TASK DIRECTIONS ::
Pull out each line in the rows below that contains the word "cluster".

WORKING DATA ::
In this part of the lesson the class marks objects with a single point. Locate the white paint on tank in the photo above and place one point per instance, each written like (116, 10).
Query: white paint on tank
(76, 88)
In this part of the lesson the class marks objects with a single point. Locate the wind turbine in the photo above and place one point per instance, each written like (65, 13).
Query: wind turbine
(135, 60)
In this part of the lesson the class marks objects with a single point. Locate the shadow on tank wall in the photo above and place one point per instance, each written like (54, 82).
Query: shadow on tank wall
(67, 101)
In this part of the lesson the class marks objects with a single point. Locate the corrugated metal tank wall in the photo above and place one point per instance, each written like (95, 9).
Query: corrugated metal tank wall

--

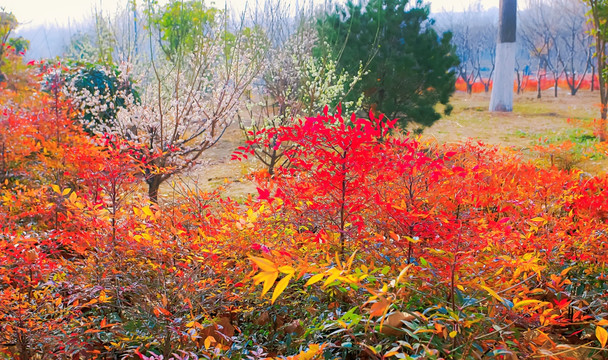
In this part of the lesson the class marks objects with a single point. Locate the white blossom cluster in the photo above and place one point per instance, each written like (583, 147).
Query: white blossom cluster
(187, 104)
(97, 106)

EXERCISE RESPONSE ::
In this part of the lesson the class marks objects with a single point. Locate the white blossom cluster in the photo above and place one point per instance, each written like (583, 147).
Query: white blossom cluster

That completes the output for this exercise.